Coordinate labeling data
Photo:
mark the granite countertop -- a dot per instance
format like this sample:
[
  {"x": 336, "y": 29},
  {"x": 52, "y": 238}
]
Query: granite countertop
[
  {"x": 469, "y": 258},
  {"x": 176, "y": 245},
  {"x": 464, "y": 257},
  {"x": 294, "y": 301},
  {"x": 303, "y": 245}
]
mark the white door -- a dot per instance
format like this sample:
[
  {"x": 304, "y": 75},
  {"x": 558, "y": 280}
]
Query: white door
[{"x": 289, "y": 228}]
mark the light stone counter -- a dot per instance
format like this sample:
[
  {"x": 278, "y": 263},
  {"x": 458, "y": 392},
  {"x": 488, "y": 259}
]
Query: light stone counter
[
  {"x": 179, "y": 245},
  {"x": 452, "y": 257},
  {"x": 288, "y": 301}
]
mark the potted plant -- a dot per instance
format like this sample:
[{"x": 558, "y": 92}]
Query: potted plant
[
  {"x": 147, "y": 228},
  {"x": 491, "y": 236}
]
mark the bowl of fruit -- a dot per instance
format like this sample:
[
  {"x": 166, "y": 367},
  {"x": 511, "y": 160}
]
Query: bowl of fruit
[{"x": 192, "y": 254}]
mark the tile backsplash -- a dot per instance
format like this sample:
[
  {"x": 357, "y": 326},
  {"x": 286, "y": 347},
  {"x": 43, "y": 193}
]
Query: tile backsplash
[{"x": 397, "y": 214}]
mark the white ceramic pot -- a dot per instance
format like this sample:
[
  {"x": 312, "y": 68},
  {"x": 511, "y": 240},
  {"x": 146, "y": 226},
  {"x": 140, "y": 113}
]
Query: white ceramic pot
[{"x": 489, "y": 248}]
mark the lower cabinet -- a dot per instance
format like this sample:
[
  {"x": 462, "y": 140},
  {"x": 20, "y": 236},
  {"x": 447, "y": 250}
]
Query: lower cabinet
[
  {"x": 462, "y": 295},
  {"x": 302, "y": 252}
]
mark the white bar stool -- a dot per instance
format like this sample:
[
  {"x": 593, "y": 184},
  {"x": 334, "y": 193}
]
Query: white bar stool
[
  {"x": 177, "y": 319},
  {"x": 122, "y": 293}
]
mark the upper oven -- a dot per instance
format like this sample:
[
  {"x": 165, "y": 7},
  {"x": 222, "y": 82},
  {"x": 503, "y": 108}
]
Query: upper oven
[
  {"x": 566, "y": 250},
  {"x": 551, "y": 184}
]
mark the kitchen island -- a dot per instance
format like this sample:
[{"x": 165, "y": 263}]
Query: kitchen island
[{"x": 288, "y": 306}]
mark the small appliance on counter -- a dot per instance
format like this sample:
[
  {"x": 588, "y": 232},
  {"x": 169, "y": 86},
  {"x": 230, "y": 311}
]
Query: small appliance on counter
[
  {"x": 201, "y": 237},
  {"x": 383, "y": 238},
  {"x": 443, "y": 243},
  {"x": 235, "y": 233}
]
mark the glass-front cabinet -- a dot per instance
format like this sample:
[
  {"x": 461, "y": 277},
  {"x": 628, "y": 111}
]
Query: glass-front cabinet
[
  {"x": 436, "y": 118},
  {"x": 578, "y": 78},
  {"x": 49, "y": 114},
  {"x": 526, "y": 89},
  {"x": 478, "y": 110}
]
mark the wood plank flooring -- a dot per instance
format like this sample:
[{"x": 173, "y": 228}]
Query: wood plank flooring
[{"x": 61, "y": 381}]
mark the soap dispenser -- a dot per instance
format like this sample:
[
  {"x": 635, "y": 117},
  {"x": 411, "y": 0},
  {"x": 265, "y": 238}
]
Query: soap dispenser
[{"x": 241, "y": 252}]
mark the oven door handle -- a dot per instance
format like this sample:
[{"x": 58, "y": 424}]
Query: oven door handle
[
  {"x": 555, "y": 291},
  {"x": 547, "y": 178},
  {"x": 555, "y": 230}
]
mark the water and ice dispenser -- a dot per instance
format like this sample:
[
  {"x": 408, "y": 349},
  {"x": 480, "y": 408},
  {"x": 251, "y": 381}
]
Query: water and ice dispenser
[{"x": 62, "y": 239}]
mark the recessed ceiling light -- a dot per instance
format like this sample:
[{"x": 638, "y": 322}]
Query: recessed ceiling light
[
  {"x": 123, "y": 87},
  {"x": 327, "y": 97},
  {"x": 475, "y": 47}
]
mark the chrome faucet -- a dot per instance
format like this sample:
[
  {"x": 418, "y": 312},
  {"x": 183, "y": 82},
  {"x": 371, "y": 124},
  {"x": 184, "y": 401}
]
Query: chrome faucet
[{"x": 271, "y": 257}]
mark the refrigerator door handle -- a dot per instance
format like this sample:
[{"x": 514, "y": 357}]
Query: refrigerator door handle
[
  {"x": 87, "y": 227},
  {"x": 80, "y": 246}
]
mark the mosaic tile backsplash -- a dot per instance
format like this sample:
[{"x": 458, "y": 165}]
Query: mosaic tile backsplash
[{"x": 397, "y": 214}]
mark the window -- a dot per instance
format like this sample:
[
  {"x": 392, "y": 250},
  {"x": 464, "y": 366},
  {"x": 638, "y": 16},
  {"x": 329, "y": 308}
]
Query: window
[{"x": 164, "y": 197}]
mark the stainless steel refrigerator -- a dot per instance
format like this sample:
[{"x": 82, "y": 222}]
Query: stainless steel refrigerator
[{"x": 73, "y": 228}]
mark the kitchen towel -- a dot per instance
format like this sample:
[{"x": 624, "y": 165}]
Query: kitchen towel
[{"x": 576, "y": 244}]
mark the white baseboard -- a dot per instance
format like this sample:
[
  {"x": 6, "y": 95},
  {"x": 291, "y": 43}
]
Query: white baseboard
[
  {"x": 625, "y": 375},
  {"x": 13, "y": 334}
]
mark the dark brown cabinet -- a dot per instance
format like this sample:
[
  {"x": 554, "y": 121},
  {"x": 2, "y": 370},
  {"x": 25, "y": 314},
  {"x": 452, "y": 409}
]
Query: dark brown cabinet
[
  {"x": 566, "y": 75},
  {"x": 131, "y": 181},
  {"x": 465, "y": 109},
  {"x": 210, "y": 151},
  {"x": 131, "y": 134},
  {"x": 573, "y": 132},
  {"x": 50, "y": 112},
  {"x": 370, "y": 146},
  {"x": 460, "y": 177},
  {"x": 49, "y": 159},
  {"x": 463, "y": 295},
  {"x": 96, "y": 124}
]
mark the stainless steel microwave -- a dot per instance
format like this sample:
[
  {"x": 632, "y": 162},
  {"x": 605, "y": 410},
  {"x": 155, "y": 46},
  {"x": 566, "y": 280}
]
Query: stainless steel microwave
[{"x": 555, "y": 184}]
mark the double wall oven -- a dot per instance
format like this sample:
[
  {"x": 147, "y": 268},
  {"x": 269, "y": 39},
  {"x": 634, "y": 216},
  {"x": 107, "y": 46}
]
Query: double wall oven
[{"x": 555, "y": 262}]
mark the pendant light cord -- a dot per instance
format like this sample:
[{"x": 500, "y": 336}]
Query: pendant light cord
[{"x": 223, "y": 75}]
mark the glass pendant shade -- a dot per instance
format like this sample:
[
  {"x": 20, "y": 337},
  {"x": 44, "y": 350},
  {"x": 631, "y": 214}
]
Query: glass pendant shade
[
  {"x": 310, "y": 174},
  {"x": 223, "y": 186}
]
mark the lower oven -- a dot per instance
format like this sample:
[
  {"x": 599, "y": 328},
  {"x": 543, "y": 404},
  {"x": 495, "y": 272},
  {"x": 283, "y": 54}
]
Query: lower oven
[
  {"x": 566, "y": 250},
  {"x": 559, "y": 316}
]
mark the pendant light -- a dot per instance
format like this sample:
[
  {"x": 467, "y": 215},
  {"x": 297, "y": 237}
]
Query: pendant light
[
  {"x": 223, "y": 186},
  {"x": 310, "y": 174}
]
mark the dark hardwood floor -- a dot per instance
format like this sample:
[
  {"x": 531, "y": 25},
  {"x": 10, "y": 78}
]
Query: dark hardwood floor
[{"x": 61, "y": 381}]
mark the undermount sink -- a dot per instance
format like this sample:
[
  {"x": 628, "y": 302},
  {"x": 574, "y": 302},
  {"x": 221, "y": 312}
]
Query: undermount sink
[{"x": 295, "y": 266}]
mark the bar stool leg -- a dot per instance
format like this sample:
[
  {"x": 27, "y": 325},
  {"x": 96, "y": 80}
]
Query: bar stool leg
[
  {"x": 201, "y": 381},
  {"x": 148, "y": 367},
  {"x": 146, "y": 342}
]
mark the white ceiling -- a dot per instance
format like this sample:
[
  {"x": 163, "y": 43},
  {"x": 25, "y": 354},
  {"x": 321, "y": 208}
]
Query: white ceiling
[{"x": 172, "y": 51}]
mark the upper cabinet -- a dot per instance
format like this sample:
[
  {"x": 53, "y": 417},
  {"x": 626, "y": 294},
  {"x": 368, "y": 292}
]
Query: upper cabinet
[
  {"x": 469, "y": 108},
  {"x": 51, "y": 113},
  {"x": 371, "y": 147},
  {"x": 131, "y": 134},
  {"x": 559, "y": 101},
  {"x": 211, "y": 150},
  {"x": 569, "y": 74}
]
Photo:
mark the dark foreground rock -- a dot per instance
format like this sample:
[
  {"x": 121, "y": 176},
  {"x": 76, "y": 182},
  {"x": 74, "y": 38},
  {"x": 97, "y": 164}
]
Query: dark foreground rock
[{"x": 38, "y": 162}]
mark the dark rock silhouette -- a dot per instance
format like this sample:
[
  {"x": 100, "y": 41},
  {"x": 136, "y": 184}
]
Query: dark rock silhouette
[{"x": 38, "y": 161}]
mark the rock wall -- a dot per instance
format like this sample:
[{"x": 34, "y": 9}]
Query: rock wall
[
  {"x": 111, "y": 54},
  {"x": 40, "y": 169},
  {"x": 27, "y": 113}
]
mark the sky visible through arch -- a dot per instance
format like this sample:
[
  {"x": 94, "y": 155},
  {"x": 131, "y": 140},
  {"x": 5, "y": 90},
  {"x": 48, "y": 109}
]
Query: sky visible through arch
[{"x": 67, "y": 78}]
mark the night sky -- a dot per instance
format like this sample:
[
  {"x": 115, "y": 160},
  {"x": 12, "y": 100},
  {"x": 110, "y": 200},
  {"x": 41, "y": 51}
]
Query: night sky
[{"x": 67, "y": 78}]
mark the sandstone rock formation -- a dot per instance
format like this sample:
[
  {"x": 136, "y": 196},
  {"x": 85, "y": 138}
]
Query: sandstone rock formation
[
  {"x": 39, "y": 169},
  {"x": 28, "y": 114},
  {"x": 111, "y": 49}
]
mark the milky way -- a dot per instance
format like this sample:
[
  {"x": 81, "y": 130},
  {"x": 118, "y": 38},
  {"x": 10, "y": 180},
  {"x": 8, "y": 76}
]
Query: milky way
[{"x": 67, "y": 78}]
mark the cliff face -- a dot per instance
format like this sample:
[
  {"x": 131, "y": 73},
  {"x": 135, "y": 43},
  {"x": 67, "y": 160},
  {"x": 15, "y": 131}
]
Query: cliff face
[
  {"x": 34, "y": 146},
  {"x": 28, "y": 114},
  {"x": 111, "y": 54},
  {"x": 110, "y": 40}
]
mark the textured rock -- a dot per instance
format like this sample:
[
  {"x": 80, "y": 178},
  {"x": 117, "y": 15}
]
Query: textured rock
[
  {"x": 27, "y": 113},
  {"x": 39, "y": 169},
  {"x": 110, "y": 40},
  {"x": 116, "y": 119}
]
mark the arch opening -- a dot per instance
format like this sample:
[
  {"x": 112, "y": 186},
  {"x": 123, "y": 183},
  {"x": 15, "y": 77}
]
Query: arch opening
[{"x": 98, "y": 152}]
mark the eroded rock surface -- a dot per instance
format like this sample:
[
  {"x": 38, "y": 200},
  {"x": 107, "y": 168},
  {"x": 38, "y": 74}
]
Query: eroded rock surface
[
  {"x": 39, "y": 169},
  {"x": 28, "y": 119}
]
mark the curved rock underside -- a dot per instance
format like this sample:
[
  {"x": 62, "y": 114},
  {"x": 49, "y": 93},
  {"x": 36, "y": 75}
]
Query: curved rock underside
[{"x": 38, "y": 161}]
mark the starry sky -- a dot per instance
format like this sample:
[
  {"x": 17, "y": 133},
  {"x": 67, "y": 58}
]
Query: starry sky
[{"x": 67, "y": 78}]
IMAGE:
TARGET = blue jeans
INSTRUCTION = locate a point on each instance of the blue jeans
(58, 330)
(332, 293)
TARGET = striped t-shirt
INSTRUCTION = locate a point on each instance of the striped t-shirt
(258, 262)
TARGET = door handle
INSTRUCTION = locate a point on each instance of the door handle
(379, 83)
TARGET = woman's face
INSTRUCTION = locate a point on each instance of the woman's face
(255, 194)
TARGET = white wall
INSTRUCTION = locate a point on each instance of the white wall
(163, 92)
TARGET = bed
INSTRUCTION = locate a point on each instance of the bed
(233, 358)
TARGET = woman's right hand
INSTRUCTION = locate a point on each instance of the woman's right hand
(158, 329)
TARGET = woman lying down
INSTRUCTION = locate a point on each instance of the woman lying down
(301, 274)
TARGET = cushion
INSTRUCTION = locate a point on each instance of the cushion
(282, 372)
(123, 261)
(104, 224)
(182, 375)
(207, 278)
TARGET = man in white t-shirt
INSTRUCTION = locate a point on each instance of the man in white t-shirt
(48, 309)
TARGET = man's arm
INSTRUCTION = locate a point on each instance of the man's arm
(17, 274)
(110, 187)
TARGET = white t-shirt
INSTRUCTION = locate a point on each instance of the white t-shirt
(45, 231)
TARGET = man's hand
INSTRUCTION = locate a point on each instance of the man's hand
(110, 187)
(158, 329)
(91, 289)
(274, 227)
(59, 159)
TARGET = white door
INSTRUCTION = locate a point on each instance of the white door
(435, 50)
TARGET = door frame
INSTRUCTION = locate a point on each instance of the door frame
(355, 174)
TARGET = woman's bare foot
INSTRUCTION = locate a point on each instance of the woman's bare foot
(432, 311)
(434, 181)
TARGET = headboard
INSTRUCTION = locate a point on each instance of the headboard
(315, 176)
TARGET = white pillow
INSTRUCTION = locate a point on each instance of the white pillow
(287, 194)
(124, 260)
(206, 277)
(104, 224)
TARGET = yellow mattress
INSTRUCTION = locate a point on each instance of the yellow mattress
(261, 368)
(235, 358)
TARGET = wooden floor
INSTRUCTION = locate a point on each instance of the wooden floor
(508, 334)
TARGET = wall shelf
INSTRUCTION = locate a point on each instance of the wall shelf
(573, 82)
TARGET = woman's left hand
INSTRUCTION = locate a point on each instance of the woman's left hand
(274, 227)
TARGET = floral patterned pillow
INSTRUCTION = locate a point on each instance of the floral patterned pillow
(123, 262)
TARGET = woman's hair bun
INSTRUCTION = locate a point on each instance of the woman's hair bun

**EXERCISE DETAILS:**
Extract exactly the lines between the line containing "TARGET = door frame" and the end of the data, including both.

**FINISHED ANSWER:**
TARGET = door frame
INSTRUCTION = locate a point on each instance of the door frame
(355, 174)
TARGET = woman's bare foot
INSTRUCTION = locate a point on each instance of the woman's bare foot
(432, 311)
(434, 181)
TARGET = headboard
INSTRUCTION = locate a point on each instance of the headboard
(315, 176)
TARGET = white pillow
INSTRUCTION = locate a point on each instance of the white pillow
(287, 194)
(124, 260)
(206, 277)
(104, 224)
TARGET = yellow mattress
INSTRUCTION = locate a point on each instance of the yellow mattress
(261, 368)
(235, 358)
TARGET = wooden floor
INSTRUCTION = locate a point on each instance of the wooden floor
(508, 334)
TARGET = wall shelf
INSTRUCTION = locate a point on each instance of the wall shelf
(573, 82)
TARGET = woman's left hand
INSTRUCTION = locate a point on each instance of the woman's left hand
(274, 227)
TARGET = floral patterned pillow
INSTRUCTION = locate a point on each instance of the floral patterned pillow
(123, 262)
TARGET = woman's hair bun
INSTRUCTION = locate a point on each instance of the woman's hair bun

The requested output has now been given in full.